* _Supplied passage_:
===

But it will only count the number of unique special characters in the string.
How can I change this behavior ?
It should give me 3 and not 1 as I have 3 spaces.
Thanks.
var string = 'hello, i am blue.';
var specialChar = [' ', '!'];
let count = 0
specialChar.forEach(word => {
string.includes(word) && count++
});
console.log(count);
What you are doing is iterating over specialChar, which yields two iterations: the first iteration will check if ' ' is included in the string which is true and thus increments count, and the second iteration will check if '!' is included in the string which is not the case hence you get 1.
What you should actually do is iterate through the string and check if each character is included in the specialChar array. Here is how you can do that with the minimum changes made (the code can be improved and made clearer).
Note: .split("") splits the string to an array of its characters.
var string = 'hello, i am blue.';
var specialChar = [' ', '!'];
let count = 0
string.split("").forEach(char => {
specialChar.includes(char) && count++
});
console.log(count);
Since you're using an array of matches [" ", "!"] you need as an output - and Object with the counts, i.e: {" ": 5, "!": 2}.
Here's two examples, one using String.prototype.match(), and the other using Spread Syntax ... on a String
Using Match
and Array.prototype.reduce() to reduce your initial Array to an Object result
const string = 'hello, i am blue. And this is an Exclamation! Actually, two!';
const specialChar = [' ', '!'];
const regEscape = v => v.replace(/[-[\]{}()*+?.,\\^$|#\s]/g, '\\$&');
const count = specialChar.reduce((ob, ch) => {
ob[ch] = string.match(new RegExp(regEscape(ch), "g")).length;
return ob;
}, {}); // << This {} is the `ob` accumulator object
console.log(count);
Using String spread ...

===

* _Raw data_:

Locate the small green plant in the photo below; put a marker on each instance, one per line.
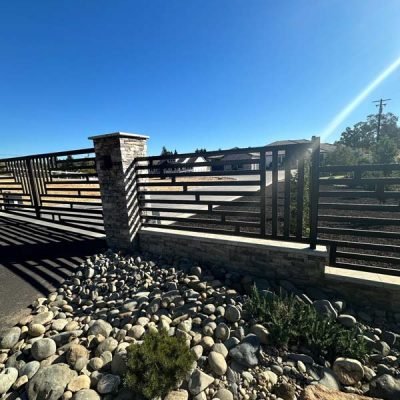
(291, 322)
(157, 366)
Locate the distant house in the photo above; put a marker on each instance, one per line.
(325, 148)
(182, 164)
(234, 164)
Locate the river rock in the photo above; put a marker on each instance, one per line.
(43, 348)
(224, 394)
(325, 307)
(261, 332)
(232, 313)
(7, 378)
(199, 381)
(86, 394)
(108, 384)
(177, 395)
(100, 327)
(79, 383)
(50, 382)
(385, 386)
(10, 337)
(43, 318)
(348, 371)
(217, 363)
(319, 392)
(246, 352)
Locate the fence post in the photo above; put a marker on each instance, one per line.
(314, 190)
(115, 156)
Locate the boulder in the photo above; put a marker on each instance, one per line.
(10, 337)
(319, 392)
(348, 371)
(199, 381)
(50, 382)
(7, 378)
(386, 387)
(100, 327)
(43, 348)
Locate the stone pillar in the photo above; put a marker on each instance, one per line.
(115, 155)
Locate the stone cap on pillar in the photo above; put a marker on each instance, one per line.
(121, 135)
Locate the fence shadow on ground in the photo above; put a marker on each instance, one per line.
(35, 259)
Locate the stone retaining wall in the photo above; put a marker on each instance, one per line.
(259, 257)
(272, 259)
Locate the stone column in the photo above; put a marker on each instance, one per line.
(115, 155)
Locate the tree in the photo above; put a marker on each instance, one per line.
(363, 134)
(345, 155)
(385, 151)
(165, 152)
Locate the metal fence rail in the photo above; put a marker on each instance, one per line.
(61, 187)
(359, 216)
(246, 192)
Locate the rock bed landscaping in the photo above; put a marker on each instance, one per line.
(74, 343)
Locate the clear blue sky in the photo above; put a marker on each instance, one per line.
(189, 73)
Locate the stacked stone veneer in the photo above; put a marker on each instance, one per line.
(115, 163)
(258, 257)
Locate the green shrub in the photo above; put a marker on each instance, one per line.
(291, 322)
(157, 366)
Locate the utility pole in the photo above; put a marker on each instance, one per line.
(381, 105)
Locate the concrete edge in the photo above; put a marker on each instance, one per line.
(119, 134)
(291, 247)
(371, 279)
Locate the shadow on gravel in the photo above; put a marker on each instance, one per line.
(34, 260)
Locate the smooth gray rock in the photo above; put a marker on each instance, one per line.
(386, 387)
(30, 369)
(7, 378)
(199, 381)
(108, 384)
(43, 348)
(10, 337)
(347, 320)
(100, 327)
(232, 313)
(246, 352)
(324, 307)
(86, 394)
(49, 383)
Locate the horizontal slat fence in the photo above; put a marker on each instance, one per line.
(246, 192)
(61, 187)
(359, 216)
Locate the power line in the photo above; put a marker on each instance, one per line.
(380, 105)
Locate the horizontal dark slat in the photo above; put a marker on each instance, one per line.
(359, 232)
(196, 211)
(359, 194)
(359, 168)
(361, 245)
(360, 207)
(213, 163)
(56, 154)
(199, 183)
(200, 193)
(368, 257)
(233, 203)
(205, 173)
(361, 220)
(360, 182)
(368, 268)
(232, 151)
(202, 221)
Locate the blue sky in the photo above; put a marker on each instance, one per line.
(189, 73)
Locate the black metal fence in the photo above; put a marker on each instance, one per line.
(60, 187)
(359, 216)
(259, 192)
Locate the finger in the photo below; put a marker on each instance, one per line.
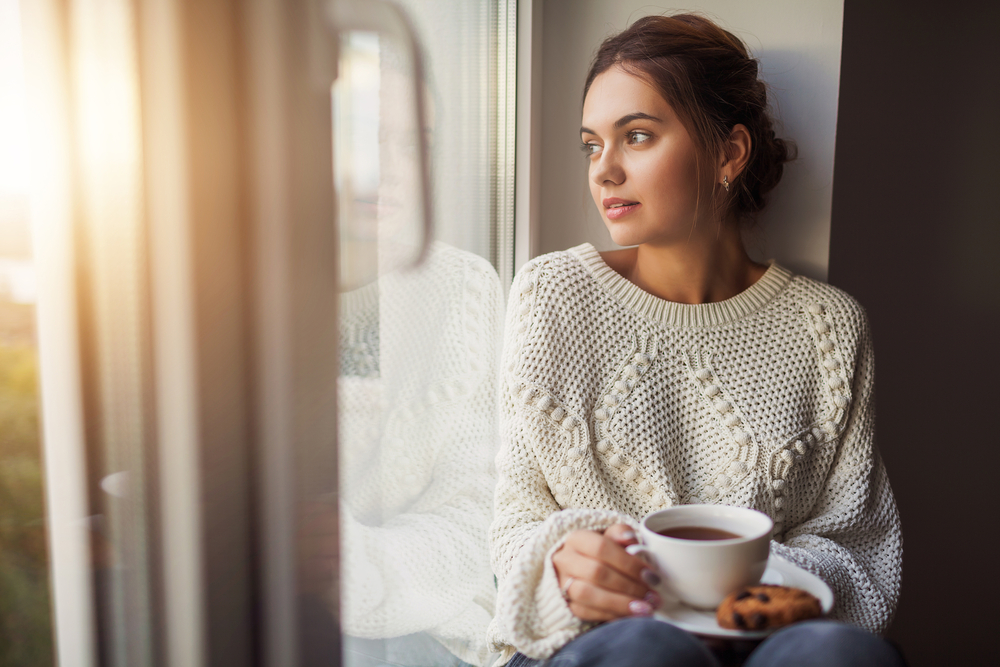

===

* _Aim of the exercise_:
Repeat the part of the forum thread on counting special characters that starts with "It should give" and goes on through "hence you get 1.", copying it word for word.

* _Exercise output_:
It should give me 3 and not 1 as I have 3 spaces.
Thanks.
var string = 'hello, i am blue.';
var specialChar = [' ', '!'];
let count = 0
specialChar.forEach(word => {
string.includes(word) && count++
});
console.log(count);
What you are doing is iterating over specialChar, which yields two iterations: the first iteration will check if ' ' is included in the string which is true and thus increments count, and the second iteration will check if '!' is included in the string which is not the case hence you get 1.